• [BRIEF]:
The exercise asks for every line of the data to be reproduced exactly.
# EXERCISE INPUT start
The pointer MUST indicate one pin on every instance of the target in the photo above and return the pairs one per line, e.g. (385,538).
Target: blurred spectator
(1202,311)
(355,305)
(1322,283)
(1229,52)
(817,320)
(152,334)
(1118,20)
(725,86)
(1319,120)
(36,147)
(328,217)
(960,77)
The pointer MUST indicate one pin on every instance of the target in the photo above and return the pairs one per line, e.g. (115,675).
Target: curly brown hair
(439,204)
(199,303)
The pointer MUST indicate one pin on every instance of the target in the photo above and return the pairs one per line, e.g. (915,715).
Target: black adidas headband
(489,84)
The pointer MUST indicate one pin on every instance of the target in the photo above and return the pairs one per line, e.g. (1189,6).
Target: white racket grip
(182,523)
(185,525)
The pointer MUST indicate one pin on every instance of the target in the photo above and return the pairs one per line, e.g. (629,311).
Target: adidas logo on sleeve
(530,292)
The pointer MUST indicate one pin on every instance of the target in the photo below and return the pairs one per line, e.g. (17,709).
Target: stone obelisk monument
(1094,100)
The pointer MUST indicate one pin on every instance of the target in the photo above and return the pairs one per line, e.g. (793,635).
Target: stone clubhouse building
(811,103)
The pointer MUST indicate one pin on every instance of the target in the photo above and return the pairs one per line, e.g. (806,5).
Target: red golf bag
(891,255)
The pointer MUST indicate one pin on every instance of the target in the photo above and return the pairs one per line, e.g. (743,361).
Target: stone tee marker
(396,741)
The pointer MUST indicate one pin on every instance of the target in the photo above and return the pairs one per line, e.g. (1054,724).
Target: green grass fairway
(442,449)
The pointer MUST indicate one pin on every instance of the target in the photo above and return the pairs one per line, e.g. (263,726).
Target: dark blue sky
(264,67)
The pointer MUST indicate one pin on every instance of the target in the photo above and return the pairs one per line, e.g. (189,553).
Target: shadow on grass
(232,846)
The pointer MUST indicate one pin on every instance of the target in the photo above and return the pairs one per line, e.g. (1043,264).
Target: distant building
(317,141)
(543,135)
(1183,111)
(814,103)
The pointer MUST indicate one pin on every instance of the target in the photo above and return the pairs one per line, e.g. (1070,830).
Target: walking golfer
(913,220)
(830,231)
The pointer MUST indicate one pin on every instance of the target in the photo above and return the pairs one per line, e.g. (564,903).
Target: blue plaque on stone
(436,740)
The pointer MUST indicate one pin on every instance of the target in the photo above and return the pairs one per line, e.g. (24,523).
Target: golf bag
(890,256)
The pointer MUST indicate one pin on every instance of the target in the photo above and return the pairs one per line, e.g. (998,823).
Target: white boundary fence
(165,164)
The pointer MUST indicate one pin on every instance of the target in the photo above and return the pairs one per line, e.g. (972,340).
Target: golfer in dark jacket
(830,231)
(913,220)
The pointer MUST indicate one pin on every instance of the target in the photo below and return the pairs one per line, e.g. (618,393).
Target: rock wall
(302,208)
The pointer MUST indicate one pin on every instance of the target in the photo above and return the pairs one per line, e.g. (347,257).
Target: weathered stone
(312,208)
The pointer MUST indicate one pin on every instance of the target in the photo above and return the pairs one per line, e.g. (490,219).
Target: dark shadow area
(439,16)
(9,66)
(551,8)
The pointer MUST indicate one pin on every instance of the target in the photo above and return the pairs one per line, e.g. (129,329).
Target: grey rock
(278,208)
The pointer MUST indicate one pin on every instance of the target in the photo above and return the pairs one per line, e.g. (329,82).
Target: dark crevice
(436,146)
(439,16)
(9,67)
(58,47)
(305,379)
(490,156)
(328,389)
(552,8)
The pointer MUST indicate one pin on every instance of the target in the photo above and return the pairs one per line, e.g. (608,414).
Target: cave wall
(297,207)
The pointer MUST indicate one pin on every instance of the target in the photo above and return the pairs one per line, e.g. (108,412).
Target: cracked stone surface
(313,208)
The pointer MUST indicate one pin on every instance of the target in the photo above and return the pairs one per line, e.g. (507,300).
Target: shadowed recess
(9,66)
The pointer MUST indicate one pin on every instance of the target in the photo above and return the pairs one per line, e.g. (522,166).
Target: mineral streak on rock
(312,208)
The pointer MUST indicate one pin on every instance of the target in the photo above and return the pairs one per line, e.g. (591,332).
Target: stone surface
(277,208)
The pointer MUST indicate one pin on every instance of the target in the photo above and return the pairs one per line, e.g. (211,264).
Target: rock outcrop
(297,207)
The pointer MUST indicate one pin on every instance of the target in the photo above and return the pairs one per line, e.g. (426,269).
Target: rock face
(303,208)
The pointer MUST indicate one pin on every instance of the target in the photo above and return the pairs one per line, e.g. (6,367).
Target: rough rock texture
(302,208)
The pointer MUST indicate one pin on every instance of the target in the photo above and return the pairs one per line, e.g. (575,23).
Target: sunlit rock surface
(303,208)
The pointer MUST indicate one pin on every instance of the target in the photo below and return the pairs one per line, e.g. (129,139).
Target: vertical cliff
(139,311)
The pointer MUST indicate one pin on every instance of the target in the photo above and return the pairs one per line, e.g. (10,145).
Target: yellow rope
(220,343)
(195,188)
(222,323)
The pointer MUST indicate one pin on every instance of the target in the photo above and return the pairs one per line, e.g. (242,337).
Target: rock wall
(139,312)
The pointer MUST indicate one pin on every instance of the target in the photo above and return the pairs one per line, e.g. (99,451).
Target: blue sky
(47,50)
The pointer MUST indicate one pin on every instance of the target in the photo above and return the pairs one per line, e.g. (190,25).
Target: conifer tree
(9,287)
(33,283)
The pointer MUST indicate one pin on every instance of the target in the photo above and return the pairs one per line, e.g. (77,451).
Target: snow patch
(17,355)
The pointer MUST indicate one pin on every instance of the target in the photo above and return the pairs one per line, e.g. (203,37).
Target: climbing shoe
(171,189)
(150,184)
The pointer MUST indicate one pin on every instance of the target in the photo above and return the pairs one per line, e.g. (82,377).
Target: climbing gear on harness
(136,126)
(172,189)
# EXERCISE INPUT end
• [FULL ANSWER]:
The pointer MUST indicate one pin on every instance of the target in the photo above and return the pairs one per line, e.g. (385,538).
Target: blurred spectator
(1202,311)
(355,305)
(1322,283)
(1229,52)
(817,320)
(152,334)
(1118,20)
(725,86)
(1319,120)
(36,147)
(328,217)
(960,77)
The pointer MUST indicate one pin on every instance of the target in the photo above and return the pairs one per line, e.g. (115,675).
Target: curly brown hair
(439,204)
(199,303)
The pointer MUST indicate one pin on every instance of the target in the photo above and return the pairs one per line, e.g. (915,715).
Target: black adidas headband
(489,84)
The pointer MUST indicate one pin on every instance of the target in the photo above and return the pairs one per line, e.g. (1189,6).
Target: white racket grip
(182,523)
(185,525)
The pointer MUST indicate one pin on every instance of the target in the photo above and return the pairs one per line, e.g. (629,311).
Target: adidas logo on sleeve
(530,292)
The pointer MUST indicate one pin on every instance of the target in the photo below and return the pairs one per line, e.g. (17,709).
Target: stone obelisk monument
(1094,100)
The pointer MUST indicate one pin on every instance of the target in the photo above and return the pairs one per line, e.g. (793,635).
Target: stone clubhouse building
(811,103)
The pointer MUST indicate one pin on every instance of the target in the photo above and return the pairs one per line, e.g. (806,5).
Target: red golf bag
(891,255)
The pointer MUST indicate one pin on every instance of the target in the photo above and return the pairs one per line, e.g. (743,361).
Target: stone tee marker
(396,741)
The pointer MUST indicate one pin on every instance of the target in the photo above and return the pairs one per line, e.g. (1054,724).
Target: green grass fairway
(442,449)
The pointer MUST indicate one pin on every instance of the target in the photo above and return the pairs one per line, e.g. (263,726).
Target: dark blue sky
(264,67)
The pointer MUST indicate one pin on every instance of the target in the photo above and return the pairs one per line, e.g. (189,553).
Target: shadow on grass
(232,846)
The pointer MUST indicate one pin on every instance of the target in the photo above and return the pairs one per line, e.g. (1043,264).
Target: distant building
(317,141)
(543,135)
(1183,111)
(814,103)
The pointer MUST indicate one pin on every instance of the target in the photo above and return the pairs one per line, e.g. (1070,830).
Target: walking golfer
(913,220)
(830,231)
The pointer MUST indicate one pin on every instance of the target in the photo above and return the pairs one per line, e.g. (564,903).
Target: blue plaque on stone
(436,740)
The pointer MUST indicate one pin on every instance of the target in the photo above and return the pairs one per line, e.g. (24,523).
Target: golf bag
(890,256)
The pointer MUST indicate one pin on every instance of the target in the photo above and return the pairs one per line, e.g. (998,823).
Target: white boundary fence
(165,164)
The pointer MUST indicate one pin on every instance of the target in the photo above and return the pairs one per line, e.g. (972,340).
Target: golfer in dark jacket
(830,231)
(913,220)
The pointer MUST indicate one pin on every instance of the target in the photo below and return the pairs one per line, e.g. (618,393).
Target: rock wall
(302,208)
The pointer MUST indicate one pin on every instance of the target in the photo above and return the pairs one per line, e.g. (347,257).
Target: weathered stone
(312,208)
The pointer MUST indicate one pin on every instance of the target in the photo above and return the pairs one per line, e.g. (490,219).
Target: dark shadow area
(439,16)
(9,66)
(551,8)
The pointer MUST indicate one pin on every instance of the target in the photo above and return the pairs one per line, e.g. (129,329).
Target: grey rock
(278,208)
The pointer MUST indicate one pin on every instance of the target in the photo above and return the pairs one per line, e.g. (329,82).
Target: dark crevice
(436,146)
(439,16)
(9,67)
(58,47)
(305,379)
(490,156)
(328,389)
(552,8)
The pointer MUST indicate one pin on every instance of the target in the photo above and return the pairs one per line, e.g. (608,414).
Target: cave wall
(297,207)
The pointer MUST indicate one pin on every instance of the target in the photo above and return the pairs one per line, e.g. (108,412).
Target: cracked stone surface
(313,208)
The pointer MUST indicate one pin on every instance of the target in the photo above and return the pairs one per line, e.g. (507,300).
Target: shadowed recess
(9,66)
The pointer MUST indicate one pin on every instance of the target in the photo above and return the pairs one per line, e.g. (522,166).
Target: mineral streak on rock
(312,208)
The pointer MUST indicate one pin on every instance of the target in the photo above and return the pairs one per line, e.g. (591,332).
Target: stone surface
(277,208)
The pointer MUST indicate one pin on every instance of the target in the photo above and return the pairs one per line, e.g. (211,264).
Target: rock outcrop
(297,207)
The pointer MUST indicate one pin on every instance of the target in the photo above and return the pairs one per line, e.g. (426,269).
Target: rock face
(303,208)
The pointer MUST indicate one pin on every instance of the target in the photo above and return the pairs one per line, e.g. (6,367).
Target: rough rock texture
(302,208)
The pointer MUST indicate one pin on every instance of the target in the photo above and return the pairs one per line, e.g. (575,23).
Target: sunlit rock surface
(303,208)
The pointer MUST indicate one pin on every instance of the target in the photo below and return the pairs one per line, e.g. (129,139).
Target: vertical cliff
(139,311)
The pointer MUST indicate one pin on every instance of the target in the photo above and return the pairs one per line, e.g. (10,145).
Target: yellow rope
(220,343)
(195,188)
(222,323)
The pointer MUST indicate one pin on every instance of the target in the photo above and return the pairs one per line, e.g. (242,337).
Target: rock wall
(139,312)
The pointer MUST indicate one pin on every instance of the target in the photo above and return the pairs one per line, e.g. (99,451).
Target: blue sky
(47,50)
The pointer MUST indicate one pin on every instance of the target in the photo above and return the pairs one per line, e.g. (190,25).
Target: conifer tree
(9,287)
(33,283)
The pointer MUST indicate one pin on every instance of the target in the photo above and return the pairs one per line, e.g. (77,451).
Target: snow patch
(17,355)
The pointer MUST indicate one pin on every instance of the target in the photo above and return the pairs one per line, e.g. (203,37).
Target: climbing shoe
(171,189)
(150,184)
The pointer MUST indicate one pin on every instance of the target in the photo above and return the pairs one per line, e.g. (82,377).
Target: climbing gear on harness
(136,126)
(172,189)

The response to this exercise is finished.